Count the lines in the records below that contain the string "brown", and give only that number.
───── Exercise inputs ─────
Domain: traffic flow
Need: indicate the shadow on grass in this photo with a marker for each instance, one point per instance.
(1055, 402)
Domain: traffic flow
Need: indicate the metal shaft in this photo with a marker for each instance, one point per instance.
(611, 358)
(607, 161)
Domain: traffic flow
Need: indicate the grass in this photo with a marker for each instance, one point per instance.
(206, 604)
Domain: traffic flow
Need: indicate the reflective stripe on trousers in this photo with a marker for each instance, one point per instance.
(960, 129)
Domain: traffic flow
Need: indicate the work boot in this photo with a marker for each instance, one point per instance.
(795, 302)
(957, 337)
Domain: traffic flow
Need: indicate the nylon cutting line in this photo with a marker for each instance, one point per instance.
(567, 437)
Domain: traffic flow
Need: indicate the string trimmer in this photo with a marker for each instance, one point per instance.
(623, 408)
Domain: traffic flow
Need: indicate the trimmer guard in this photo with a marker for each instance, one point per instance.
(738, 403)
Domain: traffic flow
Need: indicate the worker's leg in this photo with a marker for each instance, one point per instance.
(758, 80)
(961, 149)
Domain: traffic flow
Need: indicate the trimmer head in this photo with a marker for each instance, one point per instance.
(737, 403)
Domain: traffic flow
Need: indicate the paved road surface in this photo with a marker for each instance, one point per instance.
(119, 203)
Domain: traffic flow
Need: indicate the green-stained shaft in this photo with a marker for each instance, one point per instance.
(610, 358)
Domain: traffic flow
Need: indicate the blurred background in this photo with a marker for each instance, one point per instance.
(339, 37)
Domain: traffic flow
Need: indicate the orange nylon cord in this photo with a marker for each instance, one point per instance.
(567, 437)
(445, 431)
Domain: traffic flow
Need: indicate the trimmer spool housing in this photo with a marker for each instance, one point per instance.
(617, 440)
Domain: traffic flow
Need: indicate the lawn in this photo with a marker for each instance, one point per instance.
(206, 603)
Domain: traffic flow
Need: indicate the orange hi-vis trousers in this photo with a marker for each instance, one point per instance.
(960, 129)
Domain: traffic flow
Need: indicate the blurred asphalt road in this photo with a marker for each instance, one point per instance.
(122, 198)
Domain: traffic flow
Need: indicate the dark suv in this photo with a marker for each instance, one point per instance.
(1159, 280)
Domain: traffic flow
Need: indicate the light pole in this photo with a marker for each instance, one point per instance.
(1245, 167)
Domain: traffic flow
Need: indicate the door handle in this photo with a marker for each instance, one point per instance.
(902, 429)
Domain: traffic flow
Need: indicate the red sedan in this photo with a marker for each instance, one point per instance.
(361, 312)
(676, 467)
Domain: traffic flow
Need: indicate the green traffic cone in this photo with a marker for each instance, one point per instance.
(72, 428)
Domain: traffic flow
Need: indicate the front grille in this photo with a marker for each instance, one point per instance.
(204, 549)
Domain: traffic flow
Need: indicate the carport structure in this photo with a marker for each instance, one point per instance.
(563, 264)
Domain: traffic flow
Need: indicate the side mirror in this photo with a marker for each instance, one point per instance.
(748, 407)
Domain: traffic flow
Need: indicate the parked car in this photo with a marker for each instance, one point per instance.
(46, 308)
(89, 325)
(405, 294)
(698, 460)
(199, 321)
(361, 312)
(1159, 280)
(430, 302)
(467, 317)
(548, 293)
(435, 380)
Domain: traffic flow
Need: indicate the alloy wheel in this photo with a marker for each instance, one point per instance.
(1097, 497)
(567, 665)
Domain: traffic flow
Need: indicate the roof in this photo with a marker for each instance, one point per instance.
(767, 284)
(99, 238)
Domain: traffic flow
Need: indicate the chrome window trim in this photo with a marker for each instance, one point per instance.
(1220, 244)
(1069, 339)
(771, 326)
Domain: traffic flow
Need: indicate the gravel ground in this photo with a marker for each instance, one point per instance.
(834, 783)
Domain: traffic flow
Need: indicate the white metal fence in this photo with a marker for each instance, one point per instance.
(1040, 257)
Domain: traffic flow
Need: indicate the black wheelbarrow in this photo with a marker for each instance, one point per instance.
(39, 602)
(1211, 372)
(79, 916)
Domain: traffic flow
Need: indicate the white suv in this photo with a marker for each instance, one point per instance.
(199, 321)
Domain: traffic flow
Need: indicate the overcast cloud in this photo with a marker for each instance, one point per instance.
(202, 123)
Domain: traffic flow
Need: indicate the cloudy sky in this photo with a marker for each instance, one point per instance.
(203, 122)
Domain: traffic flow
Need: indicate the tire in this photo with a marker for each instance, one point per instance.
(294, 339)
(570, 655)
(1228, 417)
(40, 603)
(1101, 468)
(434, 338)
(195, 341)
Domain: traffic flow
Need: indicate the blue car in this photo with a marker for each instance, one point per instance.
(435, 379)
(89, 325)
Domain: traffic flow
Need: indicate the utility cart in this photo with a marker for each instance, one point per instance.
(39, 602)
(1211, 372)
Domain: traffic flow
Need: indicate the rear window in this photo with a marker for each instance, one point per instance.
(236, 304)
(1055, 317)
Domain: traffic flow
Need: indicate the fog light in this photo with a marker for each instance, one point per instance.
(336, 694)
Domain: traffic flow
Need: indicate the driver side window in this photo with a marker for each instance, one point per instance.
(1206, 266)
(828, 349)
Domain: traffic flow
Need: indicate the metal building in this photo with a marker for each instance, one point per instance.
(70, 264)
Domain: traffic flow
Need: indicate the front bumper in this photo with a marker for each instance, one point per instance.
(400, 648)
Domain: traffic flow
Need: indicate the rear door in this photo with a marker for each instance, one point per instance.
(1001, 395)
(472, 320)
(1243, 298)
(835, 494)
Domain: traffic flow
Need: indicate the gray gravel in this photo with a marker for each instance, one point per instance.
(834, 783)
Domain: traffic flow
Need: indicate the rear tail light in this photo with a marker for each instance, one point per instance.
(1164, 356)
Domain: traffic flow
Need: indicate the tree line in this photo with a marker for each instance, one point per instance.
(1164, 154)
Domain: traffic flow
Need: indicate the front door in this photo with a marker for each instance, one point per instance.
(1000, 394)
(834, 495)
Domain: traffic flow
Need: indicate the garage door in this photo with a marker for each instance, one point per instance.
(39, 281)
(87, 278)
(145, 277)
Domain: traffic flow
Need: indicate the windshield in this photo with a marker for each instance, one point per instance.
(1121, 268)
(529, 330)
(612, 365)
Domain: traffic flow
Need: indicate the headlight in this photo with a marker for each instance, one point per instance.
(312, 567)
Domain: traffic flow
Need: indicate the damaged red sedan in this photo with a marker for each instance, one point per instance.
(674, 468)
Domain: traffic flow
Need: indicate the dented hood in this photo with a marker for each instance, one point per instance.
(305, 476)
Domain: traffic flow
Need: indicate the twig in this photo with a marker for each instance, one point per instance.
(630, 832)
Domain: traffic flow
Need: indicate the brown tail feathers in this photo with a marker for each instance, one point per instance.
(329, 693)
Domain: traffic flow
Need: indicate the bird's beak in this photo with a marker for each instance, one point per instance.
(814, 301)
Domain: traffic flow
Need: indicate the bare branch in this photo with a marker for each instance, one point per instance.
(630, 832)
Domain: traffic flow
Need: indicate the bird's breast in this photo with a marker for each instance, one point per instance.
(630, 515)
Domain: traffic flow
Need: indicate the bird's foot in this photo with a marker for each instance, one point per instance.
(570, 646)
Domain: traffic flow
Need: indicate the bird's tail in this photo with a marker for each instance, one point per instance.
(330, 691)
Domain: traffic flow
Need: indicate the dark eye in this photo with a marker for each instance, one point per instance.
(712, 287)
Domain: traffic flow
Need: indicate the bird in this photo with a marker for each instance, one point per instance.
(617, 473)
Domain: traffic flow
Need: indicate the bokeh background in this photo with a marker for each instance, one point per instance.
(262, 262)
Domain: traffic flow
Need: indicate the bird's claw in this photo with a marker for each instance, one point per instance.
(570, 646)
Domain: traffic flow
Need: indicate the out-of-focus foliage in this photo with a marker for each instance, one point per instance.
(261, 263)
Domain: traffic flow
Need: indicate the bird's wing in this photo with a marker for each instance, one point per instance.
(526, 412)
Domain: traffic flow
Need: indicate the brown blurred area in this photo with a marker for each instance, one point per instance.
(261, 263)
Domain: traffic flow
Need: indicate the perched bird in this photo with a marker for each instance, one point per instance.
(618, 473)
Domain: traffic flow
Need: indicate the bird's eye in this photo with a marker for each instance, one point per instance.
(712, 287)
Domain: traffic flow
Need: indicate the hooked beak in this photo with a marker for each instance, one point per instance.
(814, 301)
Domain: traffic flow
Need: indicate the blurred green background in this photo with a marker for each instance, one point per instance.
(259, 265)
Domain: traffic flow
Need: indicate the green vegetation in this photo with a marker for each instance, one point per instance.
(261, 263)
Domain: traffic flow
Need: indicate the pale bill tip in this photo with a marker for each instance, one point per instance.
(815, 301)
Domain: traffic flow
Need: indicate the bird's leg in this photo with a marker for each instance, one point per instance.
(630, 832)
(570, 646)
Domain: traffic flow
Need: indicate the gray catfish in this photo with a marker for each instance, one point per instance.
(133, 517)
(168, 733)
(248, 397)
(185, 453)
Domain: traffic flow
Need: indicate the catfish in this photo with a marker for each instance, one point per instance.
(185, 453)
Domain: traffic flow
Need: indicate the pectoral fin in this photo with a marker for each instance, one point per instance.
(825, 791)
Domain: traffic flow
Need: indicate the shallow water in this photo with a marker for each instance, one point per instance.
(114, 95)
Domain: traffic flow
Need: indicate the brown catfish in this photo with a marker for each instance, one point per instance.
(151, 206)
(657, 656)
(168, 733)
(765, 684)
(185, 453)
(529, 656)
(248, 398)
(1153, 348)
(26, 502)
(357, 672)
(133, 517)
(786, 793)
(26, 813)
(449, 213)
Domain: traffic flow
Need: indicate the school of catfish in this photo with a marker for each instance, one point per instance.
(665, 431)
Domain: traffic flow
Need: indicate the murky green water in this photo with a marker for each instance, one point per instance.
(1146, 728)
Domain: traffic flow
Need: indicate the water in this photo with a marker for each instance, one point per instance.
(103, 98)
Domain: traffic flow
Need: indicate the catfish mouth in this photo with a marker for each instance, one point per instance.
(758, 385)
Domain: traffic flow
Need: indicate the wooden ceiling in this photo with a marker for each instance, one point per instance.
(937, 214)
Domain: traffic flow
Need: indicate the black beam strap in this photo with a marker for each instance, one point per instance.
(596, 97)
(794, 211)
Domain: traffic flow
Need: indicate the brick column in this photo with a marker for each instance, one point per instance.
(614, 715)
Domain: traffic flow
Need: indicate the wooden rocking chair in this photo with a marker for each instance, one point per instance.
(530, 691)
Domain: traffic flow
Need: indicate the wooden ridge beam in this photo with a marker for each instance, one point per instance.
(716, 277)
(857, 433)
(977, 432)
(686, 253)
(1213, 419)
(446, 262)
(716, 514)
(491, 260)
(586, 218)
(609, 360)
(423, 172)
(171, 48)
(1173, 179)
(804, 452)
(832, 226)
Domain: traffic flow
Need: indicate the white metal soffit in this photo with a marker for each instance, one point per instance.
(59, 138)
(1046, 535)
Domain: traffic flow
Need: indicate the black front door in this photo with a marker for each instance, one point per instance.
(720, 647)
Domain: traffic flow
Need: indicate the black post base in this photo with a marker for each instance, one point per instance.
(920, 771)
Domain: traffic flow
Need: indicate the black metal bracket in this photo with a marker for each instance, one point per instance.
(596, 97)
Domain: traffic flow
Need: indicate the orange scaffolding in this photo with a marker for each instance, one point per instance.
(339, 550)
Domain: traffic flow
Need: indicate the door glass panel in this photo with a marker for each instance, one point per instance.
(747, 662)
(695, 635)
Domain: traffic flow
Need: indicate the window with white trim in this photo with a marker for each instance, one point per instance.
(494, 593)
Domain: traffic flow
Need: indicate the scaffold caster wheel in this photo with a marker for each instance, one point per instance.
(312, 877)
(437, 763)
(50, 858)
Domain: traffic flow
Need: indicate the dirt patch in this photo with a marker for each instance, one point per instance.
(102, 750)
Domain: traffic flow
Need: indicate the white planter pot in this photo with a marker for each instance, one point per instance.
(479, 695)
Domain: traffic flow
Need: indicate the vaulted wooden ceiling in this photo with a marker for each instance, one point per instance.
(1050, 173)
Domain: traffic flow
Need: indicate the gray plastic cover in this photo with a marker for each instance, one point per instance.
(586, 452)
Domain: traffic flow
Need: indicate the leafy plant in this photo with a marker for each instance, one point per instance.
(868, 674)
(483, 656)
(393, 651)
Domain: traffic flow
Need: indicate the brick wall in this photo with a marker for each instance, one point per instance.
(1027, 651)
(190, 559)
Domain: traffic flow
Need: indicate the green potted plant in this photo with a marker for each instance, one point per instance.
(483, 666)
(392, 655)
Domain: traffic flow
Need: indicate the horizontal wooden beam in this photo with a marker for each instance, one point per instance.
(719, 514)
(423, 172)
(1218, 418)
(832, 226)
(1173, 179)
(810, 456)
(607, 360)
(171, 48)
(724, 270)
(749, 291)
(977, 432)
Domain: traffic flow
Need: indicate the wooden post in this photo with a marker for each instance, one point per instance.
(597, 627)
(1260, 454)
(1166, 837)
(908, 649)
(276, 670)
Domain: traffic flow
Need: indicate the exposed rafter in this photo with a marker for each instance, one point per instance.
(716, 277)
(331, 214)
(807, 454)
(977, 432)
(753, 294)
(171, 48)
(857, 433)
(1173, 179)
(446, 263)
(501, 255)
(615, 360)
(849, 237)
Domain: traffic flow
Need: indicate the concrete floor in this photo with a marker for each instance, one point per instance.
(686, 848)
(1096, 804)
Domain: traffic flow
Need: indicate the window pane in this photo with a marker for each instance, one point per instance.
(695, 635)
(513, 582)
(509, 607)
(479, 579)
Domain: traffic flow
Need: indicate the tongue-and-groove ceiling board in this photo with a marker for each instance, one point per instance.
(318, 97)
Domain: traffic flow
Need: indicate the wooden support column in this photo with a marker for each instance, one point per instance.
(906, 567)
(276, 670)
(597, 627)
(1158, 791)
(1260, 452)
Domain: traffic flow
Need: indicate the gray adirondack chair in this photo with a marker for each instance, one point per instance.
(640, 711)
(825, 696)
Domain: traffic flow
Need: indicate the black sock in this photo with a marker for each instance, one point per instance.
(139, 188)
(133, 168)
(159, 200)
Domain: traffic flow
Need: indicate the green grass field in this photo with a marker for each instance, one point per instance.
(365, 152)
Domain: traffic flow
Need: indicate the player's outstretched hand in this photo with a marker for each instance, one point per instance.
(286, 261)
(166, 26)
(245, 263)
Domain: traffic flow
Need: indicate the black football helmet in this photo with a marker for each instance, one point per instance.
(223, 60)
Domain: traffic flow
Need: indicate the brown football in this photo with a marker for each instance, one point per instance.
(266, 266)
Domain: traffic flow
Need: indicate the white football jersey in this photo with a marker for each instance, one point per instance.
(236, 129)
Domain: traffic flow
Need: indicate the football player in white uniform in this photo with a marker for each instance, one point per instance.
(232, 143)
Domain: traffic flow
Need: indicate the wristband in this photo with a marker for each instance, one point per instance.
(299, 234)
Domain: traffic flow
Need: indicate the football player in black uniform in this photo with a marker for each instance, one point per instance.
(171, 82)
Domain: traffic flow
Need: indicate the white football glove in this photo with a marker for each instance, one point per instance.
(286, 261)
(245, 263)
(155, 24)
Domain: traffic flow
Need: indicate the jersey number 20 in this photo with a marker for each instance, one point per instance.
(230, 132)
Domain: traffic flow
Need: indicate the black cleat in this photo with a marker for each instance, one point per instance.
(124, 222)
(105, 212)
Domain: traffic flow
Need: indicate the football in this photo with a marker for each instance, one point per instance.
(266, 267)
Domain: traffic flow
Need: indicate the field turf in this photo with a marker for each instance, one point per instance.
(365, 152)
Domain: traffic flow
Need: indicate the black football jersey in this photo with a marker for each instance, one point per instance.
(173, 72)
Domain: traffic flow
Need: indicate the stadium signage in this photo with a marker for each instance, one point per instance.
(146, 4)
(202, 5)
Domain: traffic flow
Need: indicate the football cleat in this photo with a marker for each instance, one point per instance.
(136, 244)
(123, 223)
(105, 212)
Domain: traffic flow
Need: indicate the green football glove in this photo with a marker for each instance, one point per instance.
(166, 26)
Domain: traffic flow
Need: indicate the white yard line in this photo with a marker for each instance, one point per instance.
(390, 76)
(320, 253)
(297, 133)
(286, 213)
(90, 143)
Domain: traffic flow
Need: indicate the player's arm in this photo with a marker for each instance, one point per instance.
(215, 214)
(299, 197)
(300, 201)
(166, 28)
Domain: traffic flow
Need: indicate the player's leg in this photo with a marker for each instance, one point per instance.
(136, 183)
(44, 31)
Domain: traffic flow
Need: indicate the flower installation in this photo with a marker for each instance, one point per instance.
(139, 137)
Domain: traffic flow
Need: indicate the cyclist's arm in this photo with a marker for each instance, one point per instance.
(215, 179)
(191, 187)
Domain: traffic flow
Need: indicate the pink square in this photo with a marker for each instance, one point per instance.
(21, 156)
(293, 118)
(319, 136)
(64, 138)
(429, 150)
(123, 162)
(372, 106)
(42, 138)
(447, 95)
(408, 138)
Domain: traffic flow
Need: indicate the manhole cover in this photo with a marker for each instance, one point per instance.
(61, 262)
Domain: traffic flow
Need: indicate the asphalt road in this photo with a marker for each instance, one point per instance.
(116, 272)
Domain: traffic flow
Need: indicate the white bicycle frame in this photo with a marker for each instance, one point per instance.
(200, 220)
─────
## Exercise solution:
4